- [Given task]
Reproduce the rows verbatim, starting at the line that contains "Expected output: one point per instance of the deep" and continuing through the final line of the rows, with both ends included. Output only those lines.

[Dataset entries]
##########
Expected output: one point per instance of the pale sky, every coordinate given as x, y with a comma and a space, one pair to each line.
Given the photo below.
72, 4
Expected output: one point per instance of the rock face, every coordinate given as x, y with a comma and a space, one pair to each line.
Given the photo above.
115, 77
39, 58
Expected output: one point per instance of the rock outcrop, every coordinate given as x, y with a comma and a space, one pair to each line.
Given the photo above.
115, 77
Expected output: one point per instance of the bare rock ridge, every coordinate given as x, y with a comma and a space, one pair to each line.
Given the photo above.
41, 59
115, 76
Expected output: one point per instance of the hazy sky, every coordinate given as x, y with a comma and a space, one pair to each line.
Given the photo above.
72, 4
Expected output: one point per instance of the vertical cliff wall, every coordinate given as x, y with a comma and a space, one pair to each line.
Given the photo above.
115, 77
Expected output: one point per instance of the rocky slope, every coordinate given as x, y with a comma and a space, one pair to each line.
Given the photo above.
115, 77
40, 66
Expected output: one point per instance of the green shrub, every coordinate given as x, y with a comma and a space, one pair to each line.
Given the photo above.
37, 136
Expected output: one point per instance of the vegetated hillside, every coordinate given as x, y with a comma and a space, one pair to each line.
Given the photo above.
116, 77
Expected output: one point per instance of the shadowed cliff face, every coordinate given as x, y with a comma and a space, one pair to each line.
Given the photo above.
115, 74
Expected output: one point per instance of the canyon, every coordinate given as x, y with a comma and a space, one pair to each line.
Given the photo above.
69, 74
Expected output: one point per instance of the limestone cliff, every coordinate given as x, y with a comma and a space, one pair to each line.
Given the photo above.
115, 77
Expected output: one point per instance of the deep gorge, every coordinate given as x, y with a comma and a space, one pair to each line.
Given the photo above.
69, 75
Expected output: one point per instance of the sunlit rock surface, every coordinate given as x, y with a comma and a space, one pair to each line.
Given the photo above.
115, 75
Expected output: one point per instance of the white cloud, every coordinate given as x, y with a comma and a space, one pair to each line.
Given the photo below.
##########
- [Answer to this problem]
Expected output: one point per instance of the deep gorge, every coordinate given as x, y with a comma and a space, one pair to each line.
Given the photo above.
69, 75
Expected output: one point per instance of the sunlit rock surface, every coordinate given as x, y with a comma and a space, one pair to each line.
Given the photo above.
115, 75
Expected output: one point per instance of the white cloud, every coordinate given as x, y with a comma and a space, one pair to each line.
Given the photo below.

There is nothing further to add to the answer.